## [Data section]
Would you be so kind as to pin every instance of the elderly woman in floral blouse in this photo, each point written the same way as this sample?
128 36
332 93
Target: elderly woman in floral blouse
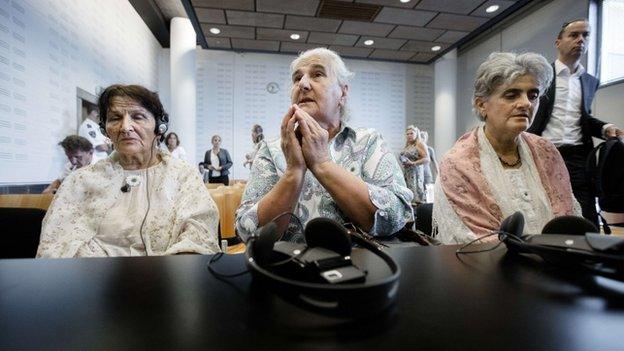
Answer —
321 166
139 201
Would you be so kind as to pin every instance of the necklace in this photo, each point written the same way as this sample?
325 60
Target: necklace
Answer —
518 162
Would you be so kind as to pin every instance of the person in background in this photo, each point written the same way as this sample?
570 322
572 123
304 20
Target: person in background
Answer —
497 168
414 158
256 137
431 168
324 167
79 152
217 163
139 201
90 129
564 115
173 146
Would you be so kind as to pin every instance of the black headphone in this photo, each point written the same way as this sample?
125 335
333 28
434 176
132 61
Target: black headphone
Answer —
570 241
321 275
162 125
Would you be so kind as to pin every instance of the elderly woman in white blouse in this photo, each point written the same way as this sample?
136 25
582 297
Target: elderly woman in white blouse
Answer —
139 201
498 168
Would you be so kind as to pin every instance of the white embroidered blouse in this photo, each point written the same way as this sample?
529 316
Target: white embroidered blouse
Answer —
90 216
517 189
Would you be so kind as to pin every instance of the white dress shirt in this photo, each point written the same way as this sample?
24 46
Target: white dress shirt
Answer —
91 130
564 126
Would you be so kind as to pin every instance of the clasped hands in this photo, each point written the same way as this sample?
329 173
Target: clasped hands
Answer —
304 141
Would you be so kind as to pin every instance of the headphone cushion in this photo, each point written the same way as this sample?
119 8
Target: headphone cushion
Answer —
513 224
329 234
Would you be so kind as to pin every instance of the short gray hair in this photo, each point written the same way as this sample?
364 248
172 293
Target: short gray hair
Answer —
335 66
504 68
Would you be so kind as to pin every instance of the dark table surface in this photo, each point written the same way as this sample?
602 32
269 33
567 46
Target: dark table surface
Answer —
483 301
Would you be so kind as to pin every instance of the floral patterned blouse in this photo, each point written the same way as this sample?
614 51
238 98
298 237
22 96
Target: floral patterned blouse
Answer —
360 151
91 216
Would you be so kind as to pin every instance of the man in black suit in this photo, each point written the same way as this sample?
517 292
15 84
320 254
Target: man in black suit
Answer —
564 114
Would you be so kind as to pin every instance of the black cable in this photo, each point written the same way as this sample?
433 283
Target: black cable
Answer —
501 237
148 197
216 257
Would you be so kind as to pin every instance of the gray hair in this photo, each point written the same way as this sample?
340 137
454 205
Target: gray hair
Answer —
335 66
504 68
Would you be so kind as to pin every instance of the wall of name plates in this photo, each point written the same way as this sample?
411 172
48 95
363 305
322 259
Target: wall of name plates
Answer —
237 90
49 49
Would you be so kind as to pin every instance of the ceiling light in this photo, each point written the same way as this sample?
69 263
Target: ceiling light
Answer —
492 8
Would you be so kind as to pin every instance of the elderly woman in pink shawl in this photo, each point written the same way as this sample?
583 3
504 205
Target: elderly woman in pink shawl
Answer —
497 168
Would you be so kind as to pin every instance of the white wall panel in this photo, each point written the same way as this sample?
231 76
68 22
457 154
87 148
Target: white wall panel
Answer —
238 90
48 48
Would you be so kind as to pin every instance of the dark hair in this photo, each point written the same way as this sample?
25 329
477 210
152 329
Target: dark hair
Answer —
566 24
172 134
146 98
76 143
258 130
91 108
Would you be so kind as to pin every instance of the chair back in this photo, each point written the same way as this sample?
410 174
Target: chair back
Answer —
21 228
233 196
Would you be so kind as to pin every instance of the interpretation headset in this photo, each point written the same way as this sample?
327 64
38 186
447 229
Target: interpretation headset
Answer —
567 240
161 127
321 275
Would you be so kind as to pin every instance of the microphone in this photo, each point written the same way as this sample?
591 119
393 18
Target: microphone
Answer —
129 182
513 224
570 225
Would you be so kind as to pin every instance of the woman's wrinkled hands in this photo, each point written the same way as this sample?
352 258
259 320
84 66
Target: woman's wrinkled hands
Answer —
314 139
291 147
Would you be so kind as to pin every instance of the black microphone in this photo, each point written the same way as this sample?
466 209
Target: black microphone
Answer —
570 225
513 224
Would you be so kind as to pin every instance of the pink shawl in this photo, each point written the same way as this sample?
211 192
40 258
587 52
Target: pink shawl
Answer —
468 191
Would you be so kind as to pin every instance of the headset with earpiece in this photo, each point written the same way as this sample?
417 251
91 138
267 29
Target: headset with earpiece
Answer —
567 240
321 275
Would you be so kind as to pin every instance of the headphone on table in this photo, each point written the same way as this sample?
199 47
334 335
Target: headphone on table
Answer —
571 241
321 276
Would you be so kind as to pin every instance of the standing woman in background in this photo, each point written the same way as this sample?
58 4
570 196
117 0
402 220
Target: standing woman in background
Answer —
413 156
431 169
173 145
256 137
218 162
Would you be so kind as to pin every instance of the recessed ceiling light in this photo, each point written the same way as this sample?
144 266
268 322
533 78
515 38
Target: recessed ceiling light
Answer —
492 8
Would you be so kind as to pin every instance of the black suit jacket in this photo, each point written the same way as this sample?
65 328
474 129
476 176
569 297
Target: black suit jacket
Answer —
590 126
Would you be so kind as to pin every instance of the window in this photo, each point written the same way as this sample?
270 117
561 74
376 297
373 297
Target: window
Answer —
611 43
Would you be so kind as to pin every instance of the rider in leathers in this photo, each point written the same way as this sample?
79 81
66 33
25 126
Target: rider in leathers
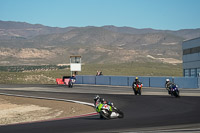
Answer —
168 85
135 82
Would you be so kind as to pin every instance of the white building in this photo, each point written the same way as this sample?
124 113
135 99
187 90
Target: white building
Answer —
191 57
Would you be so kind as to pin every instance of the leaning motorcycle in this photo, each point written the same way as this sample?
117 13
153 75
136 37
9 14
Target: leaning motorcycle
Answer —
108 112
174 90
137 88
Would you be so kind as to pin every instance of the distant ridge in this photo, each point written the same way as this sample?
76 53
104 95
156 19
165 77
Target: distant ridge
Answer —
24 43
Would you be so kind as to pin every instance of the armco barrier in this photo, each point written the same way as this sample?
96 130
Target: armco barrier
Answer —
182 82
186 82
119 80
158 81
103 80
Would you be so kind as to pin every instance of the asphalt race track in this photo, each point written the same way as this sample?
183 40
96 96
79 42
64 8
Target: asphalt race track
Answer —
142 113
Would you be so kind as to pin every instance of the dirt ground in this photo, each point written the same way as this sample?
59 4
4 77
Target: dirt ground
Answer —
18 109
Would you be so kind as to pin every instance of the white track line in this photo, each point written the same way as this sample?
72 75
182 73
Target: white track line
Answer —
47 98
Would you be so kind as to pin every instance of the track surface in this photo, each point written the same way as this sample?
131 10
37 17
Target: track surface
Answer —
146 112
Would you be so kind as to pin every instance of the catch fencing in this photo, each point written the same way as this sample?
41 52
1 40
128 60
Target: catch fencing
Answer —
182 82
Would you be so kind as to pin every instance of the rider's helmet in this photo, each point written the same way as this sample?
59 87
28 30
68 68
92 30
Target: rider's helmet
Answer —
96 97
136 79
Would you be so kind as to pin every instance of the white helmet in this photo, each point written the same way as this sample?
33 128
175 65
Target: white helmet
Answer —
167 80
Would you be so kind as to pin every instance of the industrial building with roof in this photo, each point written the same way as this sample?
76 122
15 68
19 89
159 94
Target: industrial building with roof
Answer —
191 57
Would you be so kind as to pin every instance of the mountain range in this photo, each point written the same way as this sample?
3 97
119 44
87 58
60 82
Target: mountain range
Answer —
34 44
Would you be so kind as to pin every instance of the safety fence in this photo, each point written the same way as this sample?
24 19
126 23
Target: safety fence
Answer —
182 82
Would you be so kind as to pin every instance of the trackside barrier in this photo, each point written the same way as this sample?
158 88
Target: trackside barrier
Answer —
182 82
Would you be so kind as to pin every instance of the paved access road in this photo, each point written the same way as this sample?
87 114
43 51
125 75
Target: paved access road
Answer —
142 113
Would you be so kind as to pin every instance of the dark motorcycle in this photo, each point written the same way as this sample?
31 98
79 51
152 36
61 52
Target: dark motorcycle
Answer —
174 90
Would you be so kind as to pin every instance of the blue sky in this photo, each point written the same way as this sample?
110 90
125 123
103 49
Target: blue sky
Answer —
156 14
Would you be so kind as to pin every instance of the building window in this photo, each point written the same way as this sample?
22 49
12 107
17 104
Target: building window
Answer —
193 72
187 72
198 72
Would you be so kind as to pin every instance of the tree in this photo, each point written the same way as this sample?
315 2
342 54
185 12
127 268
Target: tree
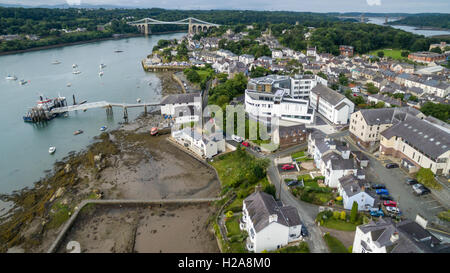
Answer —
354 212
436 50
426 177
336 215
343 215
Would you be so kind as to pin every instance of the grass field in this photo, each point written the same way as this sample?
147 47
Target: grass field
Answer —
334 244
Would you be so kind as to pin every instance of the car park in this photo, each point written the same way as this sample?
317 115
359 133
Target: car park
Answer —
382 191
420 189
391 165
378 186
390 203
411 181
393 210
287 167
386 197
376 212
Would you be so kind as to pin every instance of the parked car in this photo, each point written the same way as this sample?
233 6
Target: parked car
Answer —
288 167
376 212
304 231
420 189
237 138
390 203
292 183
393 210
378 186
386 197
382 191
392 165
411 181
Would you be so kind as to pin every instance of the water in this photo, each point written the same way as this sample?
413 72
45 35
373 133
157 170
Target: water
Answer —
24 147
425 32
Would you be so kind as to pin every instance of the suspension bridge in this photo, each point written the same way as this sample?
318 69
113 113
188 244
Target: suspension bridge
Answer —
195 25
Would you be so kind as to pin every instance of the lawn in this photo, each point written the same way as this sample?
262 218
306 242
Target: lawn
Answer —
232 225
301 248
334 244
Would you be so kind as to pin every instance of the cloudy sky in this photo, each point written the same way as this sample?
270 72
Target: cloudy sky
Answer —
408 6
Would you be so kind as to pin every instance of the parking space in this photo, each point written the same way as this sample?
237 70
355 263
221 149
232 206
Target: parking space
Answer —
283 171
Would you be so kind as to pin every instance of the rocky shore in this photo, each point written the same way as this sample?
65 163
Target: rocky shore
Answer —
126 163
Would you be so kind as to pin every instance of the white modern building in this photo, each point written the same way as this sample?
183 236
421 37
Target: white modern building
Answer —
334 106
269 224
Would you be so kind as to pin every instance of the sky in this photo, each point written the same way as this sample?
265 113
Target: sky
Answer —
381 6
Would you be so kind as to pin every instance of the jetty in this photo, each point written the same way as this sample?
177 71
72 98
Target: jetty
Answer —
104 104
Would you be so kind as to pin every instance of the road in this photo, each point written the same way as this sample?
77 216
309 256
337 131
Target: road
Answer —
394 179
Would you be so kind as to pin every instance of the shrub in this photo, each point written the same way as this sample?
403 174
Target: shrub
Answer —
354 213
343 215
336 215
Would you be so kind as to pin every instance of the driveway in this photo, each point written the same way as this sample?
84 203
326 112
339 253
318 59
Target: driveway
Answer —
307 212
394 179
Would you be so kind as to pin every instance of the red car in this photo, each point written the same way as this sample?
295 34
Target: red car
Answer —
287 167
389 203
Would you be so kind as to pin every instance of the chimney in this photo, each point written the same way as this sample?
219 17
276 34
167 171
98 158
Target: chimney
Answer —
394 237
273 218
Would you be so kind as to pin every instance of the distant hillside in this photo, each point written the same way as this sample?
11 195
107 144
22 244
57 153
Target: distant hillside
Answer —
425 20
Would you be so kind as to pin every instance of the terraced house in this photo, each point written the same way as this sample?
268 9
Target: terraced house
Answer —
367 124
419 143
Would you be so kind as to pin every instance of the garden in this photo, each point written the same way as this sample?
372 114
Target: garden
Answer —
312 192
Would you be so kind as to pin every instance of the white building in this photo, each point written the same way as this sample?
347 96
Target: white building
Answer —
386 236
269 224
333 106
183 108
205 146
354 190
247 59
271 97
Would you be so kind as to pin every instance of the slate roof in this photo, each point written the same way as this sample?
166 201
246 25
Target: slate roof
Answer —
261 205
327 94
422 135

## [Short exercise]
Quote the lines of the listing above that run from the line with "of the terraced" through its last line, both included, and nothing else.

## [Exercise response]
Would you be so kind as to pin every instance of the terraced house in this photo, each point written the same way as this sample?
268 9
Target: terraced house
Answer —
367 124
419 143
Would you be so kind as to pin every instance of the garden in this photo, each point written the same way as this sample?
372 114
Target: garden
Answer —
312 192
Would you be so kind as to pin every instance of the white building in this photo, each point written the same way as this sample?
347 96
Target: white building
Answer —
386 236
269 224
333 106
183 108
205 146
354 190
247 59
271 97
Would you be so kind as to pin every instance of the slate roof in this photo, each point written the same way as this sample?
166 201
246 25
Target: slate roof
Answer —
261 205
327 94
422 135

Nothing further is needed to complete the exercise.